Stated problem: Find every line in the rows below that contains the string "clump" and copy each one. Case must match.

Given records:
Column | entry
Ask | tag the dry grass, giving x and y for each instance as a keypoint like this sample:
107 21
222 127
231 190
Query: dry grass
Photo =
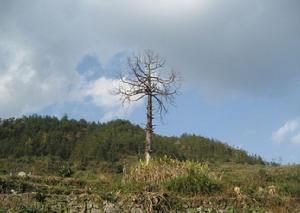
162 170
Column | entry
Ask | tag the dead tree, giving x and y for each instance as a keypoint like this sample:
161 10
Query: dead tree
147 77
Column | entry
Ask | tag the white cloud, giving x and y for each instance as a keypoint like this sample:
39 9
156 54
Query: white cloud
288 128
288 133
221 47
102 93
295 139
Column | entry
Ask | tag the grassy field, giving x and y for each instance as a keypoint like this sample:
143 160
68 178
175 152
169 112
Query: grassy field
166 185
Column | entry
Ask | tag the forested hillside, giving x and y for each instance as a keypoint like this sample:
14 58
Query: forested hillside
74 140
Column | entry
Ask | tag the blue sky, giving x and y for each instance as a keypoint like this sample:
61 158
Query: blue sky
239 61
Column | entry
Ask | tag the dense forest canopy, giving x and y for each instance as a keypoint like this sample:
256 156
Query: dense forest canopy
77 140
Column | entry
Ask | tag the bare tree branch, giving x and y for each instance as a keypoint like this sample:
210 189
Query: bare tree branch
145 79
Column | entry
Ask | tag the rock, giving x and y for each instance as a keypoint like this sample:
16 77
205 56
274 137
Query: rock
237 190
111 208
272 190
136 210
22 174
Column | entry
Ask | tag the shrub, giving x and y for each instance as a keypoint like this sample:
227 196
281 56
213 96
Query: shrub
162 170
65 171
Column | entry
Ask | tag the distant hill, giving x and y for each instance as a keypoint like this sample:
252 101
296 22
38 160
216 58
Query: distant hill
75 140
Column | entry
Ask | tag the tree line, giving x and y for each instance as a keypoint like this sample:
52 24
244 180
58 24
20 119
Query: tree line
80 140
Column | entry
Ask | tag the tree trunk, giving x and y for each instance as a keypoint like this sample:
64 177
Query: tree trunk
149 130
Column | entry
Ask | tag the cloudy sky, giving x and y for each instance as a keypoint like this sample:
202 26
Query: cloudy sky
239 61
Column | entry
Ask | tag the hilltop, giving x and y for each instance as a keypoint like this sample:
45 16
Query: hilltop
78 140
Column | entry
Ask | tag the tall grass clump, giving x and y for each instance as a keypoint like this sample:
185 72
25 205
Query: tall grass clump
194 182
162 170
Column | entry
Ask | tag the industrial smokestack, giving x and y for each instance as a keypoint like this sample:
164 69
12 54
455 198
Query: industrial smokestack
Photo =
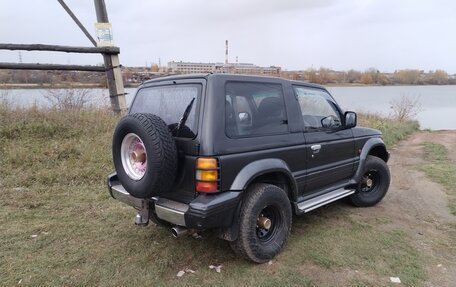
226 52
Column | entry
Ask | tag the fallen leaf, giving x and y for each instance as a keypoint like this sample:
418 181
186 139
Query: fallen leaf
217 268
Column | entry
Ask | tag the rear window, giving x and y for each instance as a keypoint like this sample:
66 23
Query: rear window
254 109
169 103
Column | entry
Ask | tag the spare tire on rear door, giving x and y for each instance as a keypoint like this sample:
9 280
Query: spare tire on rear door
145 155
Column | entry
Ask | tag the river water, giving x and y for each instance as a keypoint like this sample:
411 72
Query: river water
438 103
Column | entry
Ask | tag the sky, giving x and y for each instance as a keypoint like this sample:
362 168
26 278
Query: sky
293 34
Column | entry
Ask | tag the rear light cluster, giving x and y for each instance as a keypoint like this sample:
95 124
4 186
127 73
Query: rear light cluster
207 175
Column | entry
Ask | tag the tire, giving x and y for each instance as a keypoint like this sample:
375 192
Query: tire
369 193
259 244
145 155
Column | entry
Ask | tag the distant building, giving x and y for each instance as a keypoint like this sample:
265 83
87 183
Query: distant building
190 68
234 68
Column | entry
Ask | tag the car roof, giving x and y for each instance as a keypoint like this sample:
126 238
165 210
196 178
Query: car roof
232 77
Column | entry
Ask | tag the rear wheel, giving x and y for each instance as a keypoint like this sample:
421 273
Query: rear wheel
265 223
374 183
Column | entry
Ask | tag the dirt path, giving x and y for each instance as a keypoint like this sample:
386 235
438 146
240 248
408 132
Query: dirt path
426 218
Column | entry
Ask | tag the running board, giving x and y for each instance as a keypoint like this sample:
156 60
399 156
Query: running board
324 199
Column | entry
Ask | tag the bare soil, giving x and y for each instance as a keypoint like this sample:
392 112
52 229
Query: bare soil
419 206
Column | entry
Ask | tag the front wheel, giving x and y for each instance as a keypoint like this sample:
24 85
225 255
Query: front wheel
374 183
264 223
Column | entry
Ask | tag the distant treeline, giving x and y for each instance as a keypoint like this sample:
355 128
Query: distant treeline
372 77
134 76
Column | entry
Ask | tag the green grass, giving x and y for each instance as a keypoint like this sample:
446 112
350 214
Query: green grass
58 225
440 169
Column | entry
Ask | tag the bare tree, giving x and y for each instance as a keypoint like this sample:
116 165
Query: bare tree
405 108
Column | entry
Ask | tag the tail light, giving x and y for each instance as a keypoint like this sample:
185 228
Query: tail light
207 175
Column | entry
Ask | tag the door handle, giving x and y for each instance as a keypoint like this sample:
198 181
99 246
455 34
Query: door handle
315 148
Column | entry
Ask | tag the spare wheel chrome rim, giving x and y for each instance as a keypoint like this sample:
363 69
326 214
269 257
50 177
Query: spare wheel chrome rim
134 157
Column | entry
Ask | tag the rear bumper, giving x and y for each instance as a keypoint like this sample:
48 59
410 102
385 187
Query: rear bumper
204 212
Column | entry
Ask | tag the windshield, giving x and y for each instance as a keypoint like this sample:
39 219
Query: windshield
169 103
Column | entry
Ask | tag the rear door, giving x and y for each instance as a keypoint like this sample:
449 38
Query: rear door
329 148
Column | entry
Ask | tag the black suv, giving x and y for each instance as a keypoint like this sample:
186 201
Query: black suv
240 154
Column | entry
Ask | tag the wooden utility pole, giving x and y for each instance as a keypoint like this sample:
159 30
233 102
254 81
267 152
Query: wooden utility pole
112 64
110 56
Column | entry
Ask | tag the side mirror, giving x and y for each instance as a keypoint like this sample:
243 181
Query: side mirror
350 120
327 122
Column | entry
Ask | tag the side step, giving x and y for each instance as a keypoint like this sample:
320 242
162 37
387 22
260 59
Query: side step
326 198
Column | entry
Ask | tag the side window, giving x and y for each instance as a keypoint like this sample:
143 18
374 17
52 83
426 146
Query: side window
254 109
317 108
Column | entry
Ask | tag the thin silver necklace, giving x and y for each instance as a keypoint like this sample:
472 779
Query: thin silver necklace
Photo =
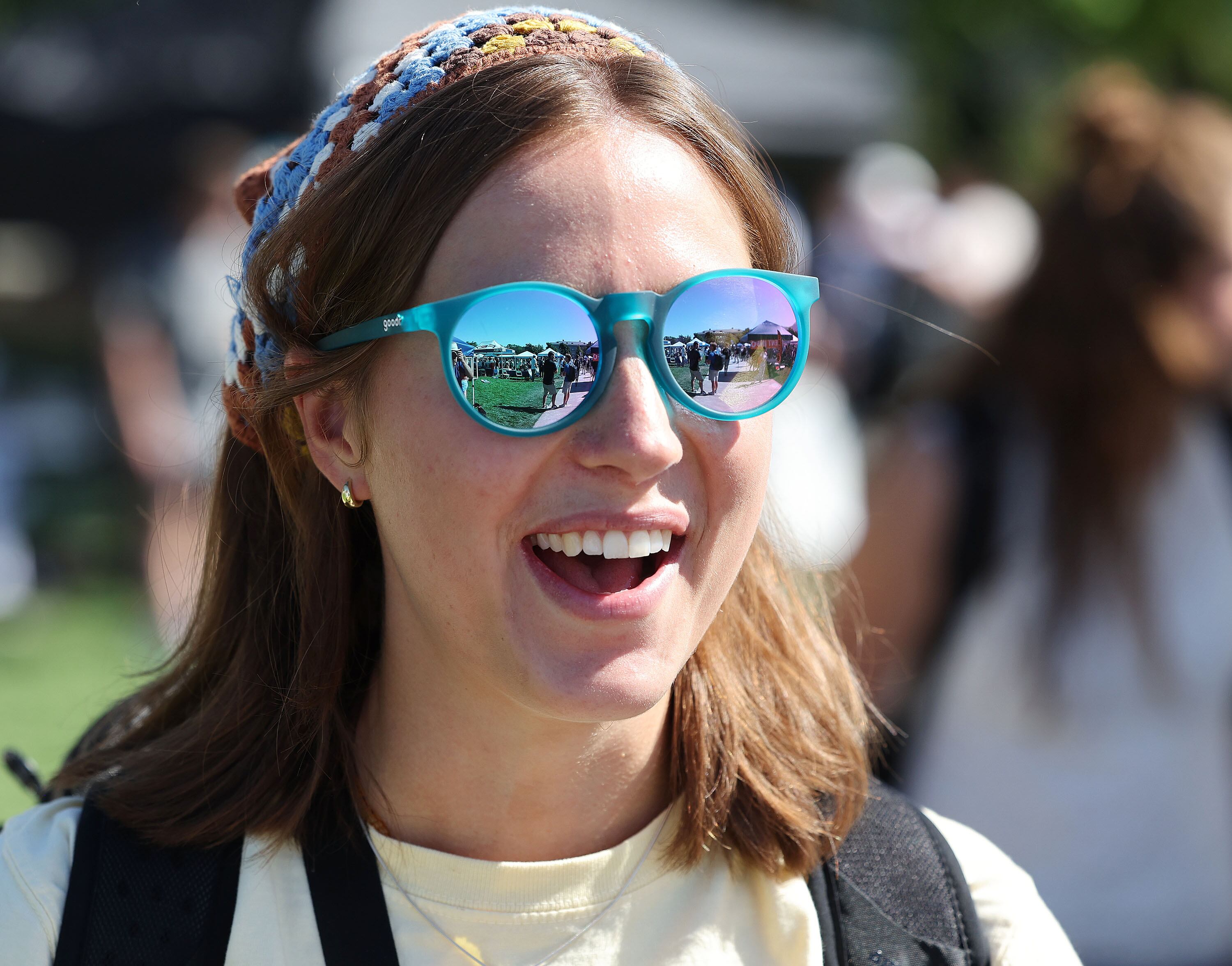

Solution below:
Ask | tag the tall grass clump, giving x and y for each instance as a keypoint like this sample:
Query: tall grass clump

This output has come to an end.